PROBLEM TO SOLVE: Reproduce exactly the line with "For every instance of the rosemary" and the lines after it. Stop at the last line of the data and include nothing else.

Region pointing data

-------

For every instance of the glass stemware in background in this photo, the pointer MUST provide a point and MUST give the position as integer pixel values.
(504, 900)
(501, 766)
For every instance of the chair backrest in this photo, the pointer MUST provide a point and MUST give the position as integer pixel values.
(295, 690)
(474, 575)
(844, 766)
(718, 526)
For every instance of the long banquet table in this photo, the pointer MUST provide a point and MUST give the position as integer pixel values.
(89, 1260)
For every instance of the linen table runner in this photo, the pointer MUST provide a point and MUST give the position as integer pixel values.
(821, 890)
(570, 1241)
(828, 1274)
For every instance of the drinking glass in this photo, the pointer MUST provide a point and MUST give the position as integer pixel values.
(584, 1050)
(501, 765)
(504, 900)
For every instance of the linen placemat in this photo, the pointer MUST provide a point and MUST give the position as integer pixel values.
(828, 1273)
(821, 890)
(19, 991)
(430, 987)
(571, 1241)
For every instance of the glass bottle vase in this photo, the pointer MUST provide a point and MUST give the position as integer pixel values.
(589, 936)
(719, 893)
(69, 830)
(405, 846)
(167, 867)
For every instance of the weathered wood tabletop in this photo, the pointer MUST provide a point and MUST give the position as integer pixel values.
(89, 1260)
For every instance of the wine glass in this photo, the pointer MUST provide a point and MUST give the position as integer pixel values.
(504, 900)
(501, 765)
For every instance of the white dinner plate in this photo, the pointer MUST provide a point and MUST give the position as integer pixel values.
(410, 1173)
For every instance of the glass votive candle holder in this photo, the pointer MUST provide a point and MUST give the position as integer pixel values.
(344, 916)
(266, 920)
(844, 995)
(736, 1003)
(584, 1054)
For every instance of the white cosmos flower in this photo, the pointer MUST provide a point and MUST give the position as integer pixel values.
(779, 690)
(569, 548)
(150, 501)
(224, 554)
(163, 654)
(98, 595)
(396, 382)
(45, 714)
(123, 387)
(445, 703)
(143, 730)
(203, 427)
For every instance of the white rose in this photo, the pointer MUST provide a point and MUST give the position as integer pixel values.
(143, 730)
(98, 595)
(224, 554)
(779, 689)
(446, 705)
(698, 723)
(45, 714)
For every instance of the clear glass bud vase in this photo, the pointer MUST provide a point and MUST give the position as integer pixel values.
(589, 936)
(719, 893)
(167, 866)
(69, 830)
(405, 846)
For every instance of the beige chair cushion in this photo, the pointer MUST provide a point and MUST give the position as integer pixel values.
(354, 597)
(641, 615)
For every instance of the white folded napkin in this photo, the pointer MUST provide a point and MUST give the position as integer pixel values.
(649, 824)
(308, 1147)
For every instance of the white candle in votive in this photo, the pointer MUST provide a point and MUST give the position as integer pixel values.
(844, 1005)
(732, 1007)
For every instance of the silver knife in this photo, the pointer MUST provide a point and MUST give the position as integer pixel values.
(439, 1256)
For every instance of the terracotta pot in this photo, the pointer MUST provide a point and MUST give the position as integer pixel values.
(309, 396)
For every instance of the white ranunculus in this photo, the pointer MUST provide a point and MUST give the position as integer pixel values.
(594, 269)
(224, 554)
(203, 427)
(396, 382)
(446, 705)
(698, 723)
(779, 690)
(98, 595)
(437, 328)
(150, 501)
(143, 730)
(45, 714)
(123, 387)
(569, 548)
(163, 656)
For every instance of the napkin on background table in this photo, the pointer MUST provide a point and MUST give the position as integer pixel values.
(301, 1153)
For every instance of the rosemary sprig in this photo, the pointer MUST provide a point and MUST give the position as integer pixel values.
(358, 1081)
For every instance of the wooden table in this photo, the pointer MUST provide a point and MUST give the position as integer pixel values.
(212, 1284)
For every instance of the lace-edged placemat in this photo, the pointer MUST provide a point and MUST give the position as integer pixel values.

-------

EXERCISE RESULT:
For every instance of the rosemary sprig in this photo, the pointer MUST provide a point and MUST give the position as integer pixel values.
(358, 1081)
For every instance of the wooden table in this photo, the pointer MUST provide a point and MUST give the position as integer pixel values.
(212, 1284)
For every instance of the lace-edged placemat in this photo, the pointer MUST provide a point and MUST give the position as integer pixel values.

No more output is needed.